## What the task requires
Transcribe the entries that follow, word for word.

Entries from a point annotation set:
"""
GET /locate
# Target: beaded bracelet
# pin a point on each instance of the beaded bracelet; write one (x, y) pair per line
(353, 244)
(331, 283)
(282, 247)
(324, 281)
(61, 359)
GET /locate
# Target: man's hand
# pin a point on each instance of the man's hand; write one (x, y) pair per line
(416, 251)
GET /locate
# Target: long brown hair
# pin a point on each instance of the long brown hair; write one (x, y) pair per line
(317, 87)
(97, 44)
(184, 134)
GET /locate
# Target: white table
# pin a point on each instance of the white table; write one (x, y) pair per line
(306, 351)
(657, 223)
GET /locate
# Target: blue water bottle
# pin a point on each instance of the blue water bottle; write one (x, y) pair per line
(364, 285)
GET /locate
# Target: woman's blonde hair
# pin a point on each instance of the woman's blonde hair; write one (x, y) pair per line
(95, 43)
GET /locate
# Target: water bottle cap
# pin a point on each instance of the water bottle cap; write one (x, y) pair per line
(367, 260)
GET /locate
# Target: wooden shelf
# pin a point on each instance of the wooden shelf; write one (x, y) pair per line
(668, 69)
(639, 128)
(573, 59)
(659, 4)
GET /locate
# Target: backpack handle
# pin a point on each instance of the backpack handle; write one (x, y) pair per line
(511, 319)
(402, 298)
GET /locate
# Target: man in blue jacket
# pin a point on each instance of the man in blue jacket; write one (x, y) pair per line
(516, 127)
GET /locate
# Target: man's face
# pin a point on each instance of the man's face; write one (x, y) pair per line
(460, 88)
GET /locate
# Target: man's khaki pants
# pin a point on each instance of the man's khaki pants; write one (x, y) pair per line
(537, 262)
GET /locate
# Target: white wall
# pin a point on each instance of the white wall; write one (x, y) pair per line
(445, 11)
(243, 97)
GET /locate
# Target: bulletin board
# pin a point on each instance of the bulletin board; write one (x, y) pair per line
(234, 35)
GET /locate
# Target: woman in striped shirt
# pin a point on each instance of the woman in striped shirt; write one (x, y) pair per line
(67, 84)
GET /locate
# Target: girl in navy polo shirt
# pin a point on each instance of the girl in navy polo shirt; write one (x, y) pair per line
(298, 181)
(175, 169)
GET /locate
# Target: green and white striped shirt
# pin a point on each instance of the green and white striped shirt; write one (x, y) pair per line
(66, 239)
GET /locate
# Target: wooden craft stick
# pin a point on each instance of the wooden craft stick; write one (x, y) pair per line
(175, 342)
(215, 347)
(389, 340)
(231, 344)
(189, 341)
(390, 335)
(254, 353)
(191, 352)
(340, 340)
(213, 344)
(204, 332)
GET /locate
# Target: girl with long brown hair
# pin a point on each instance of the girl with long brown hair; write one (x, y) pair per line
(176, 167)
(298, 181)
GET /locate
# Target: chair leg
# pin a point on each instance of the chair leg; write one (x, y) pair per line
"""
## Answer to the exercise
GET /locate
# Target: beaded bracelet
# pin a point on each instance of the beaded bracelet; write one (x, y) pair per line
(353, 244)
(331, 283)
(282, 247)
(324, 281)
(61, 359)
GET /locate
# Target: man's hand
# pin a point on each instance of the man's hand; write one (x, y) pair per line
(416, 251)
GET /locate
# Target: long brown hair
# pin a point on each instance of the long brown hair; write one (x, y) pair per line
(317, 87)
(97, 44)
(184, 134)
GET /locate
# Target: white table
# pin a point on each instance of the white table; write one (x, y) pair per line
(306, 351)
(657, 223)
GET /locate
# Target: blue water bottle
# pin a point on each instance of the blue water bottle; write one (x, y) pair per line
(364, 285)
GET /locate
# Target: woman's blonde hair
# pin a point on each instance of the woman's blonde hair; write one (x, y) pair per line
(95, 43)
GET /locate
# Target: water bottle cap
# pin a point on each instance of the water bottle cap; write one (x, y) pair per line
(367, 260)
GET /locate
# Target: wooden shelf
# pin a point on each instance of the wooden shelf; write one (x, y) pair per line
(668, 69)
(639, 128)
(573, 59)
(659, 4)
GET /locate
# Target: backpack handle
# pin a point on each instance of the backpack handle; write one (x, y) pair per line
(511, 319)
(402, 298)
GET /locate
# Target: man in blue jacket
# pin a point on each instance of the man in blue jacket; write one (x, y) pair per line
(516, 127)
GET /locate
# Target: man's face
# pin a point on each instance of the man's face; write one (x, y) pair per line
(460, 88)
GET /locate
# Target: man's khaki pants
# pin a point on each instance of the man's khaki pants; write one (x, y) pair per line
(537, 262)
GET /locate
# Target: white wall
# pin a point on each instance of the white wall; write one (x, y) pair per line
(445, 11)
(243, 97)
GET /locate
# Target: bulletin board
# pin a point on each instance of the bulletin board; write one (x, y) pair per line
(234, 35)
GET /locate
# Target: woman in striped shirt
# pin a point on each instance of the woman in striped shirt; write one (x, y) pair per line
(67, 84)
GET /locate
# Target: girl in navy polo shirt
# pin a point on each instance of the girl in navy polo shirt; write one (x, y) pair per line
(298, 181)
(175, 169)
GET /locate
# Target: green and white striped shirt
# pin a point on each instance of the green and white striped shirt; write one (x, y) pair per line
(66, 239)
GET /locate
# Target: wooden craft stick
# pin a point on each instance of the wooden craft stick; write one (x, y) pair per line
(175, 342)
(215, 347)
(389, 340)
(231, 344)
(189, 341)
(390, 335)
(254, 353)
(191, 352)
(340, 340)
(213, 344)
(204, 332)
GET /locate
# Target: girl with long brown hair
# pin a point on each instance of the girl with long brown hair; write one (x, y) pair per line
(176, 167)
(298, 181)
GET /locate
# Target: chair leg
# pin a point on each instance of the chair leg; write one (x, y) pair per line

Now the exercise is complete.